**GIVEN PASSAGE**
────────────────
RESEARCH PAPER
Research progress on employing medicinal plants and their active compounds to target autophagic pathways for Parkinson's disease therapy.
AI Summary
Systematic review of medicinal plants and their active compounds that target autophagy in Parkinson's disease, summarizing preclinical evidence for multi-target neuroprotective effects while noting limited mechanistic validation and a lack of rigorous clinical trials.
Why It Matters
Emphasizes autophagy modulation and related anti-inflammatory/antioxidant mechanisms as promising translational avenues and flags specific gaps—target specificity, toxicity, standardization, and need for mechanistic and clinical validation—that are critical for prioritizing plant-derived leads for…
Abstract
ETHNOPHARMACOLOGICAL RELEVANCE: Parkinson's disease (PD) significantly affects patients' quality of life. Natural plant therapies, characterized by holistic, multi-target regulatory effects, have demonstrated unique value in managing complex diseases, particularly through regulating autophagy, inhibiting neuroinflammation, and reducing oxidative stress. Combined with their favourable safety profile-especially lower hepatotoxicity and nephrotoxicity-they represent an important direction in anti-PD drug development.
────────────────
**YOUR OBJECTIVE**
Copy out the Parkinson's disease paper from "RESEARCH PAPER" up to and including "Parkinson's disease therapy.", word for word.

**DATASET RECORDS**
────────────────
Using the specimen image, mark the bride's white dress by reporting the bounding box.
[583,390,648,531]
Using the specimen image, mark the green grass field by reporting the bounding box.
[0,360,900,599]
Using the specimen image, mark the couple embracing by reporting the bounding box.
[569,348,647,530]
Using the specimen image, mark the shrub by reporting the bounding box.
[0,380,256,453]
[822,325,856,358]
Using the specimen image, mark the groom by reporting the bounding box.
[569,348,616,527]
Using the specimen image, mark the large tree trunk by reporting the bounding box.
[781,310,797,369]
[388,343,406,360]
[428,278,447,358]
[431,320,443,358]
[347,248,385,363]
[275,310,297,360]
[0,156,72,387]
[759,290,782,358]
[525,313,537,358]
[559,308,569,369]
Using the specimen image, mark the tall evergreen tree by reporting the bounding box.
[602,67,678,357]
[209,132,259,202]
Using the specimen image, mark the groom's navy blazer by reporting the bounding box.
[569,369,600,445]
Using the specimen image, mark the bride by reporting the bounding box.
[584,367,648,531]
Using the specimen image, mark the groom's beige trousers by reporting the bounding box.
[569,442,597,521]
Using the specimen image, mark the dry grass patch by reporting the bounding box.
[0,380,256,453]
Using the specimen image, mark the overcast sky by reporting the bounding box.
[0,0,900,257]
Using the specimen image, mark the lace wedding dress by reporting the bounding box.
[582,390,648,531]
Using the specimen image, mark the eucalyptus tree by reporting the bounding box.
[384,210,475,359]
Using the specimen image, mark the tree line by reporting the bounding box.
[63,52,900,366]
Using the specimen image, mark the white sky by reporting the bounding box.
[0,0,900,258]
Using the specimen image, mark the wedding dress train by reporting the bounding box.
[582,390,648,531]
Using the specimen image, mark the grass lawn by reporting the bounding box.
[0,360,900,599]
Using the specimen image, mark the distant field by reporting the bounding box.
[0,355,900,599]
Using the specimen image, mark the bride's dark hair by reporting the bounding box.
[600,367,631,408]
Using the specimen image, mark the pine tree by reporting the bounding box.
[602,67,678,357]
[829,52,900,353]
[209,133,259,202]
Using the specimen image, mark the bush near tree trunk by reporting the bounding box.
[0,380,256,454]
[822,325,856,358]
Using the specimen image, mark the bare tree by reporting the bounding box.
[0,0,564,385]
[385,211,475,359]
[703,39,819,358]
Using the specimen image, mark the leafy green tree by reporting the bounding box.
────────────────
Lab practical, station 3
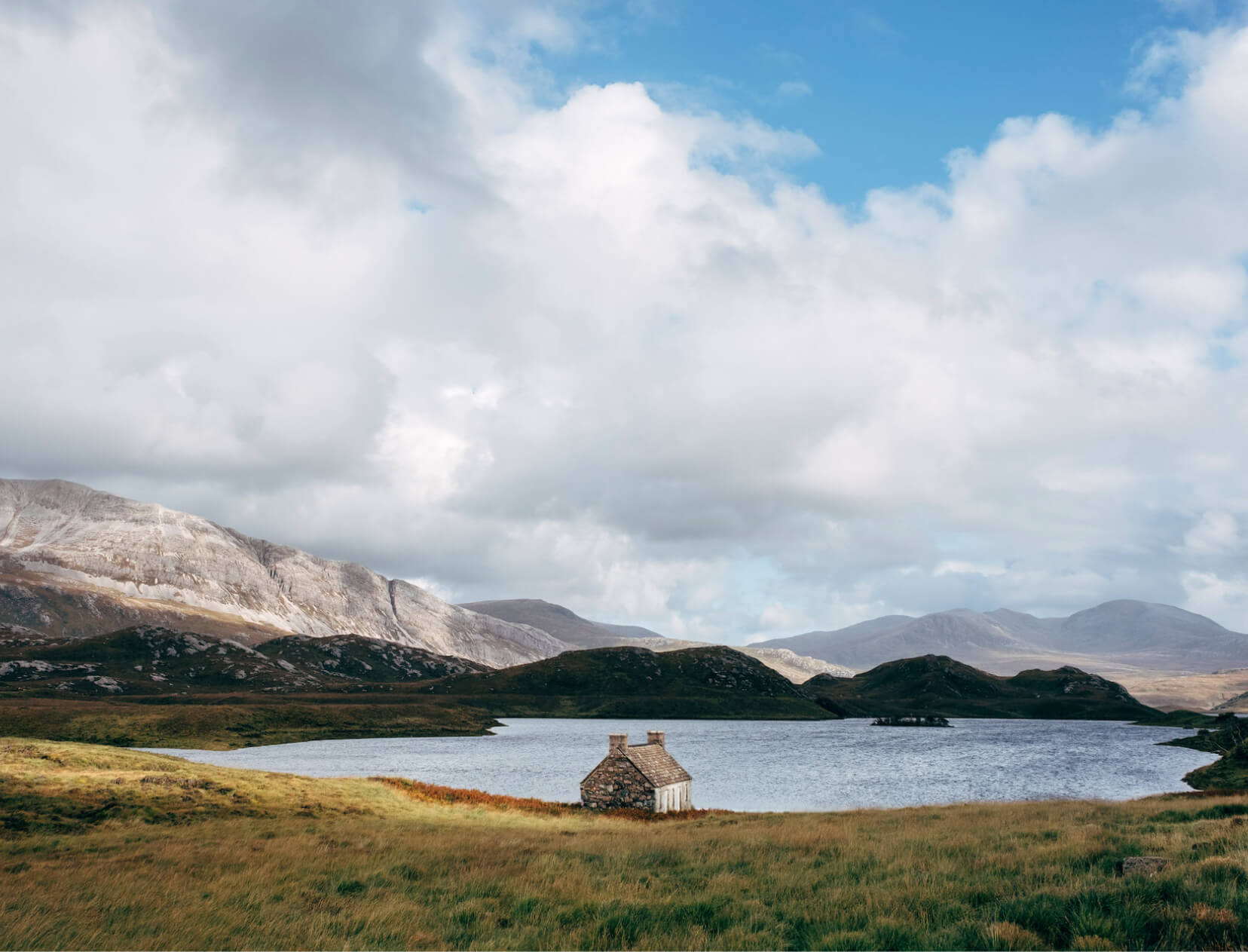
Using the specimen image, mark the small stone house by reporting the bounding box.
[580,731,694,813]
────────────────
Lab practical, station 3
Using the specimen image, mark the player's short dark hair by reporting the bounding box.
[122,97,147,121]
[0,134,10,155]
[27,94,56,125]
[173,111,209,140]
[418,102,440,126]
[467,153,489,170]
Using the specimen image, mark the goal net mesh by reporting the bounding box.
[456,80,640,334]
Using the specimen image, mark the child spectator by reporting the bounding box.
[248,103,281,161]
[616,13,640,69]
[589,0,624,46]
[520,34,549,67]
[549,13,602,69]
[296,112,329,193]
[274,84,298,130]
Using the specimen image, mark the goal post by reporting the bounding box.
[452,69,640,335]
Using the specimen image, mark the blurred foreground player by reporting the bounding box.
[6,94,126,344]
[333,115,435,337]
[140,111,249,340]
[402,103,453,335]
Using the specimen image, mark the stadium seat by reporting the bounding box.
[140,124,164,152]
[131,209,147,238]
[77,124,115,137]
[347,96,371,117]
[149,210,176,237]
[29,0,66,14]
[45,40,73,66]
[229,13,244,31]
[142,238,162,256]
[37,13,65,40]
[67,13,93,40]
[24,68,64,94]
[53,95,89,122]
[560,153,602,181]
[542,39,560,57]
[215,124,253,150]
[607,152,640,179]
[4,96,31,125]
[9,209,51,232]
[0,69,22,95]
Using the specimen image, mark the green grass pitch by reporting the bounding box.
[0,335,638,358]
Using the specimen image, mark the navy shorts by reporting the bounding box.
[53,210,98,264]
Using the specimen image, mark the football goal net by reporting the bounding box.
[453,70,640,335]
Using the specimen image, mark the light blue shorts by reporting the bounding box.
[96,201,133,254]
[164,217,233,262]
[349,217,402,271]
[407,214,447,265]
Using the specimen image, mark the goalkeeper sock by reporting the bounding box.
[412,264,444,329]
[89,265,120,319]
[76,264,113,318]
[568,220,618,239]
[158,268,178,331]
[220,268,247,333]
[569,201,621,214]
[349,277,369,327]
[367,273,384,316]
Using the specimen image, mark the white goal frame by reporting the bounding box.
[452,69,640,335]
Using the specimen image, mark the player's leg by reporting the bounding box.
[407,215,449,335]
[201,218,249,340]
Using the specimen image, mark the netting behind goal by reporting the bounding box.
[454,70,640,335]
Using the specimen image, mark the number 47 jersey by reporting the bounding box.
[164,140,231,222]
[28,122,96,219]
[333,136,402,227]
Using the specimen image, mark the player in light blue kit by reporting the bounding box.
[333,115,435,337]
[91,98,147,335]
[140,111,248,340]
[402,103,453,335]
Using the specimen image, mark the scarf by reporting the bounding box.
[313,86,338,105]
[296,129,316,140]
────────────────
**RESULT OF THIS EXERCISE**
RESEARCH PAPER
Research progress on employing medicinal plants and their active compounds to target autophagic pathways for Parkinson's disease therapy.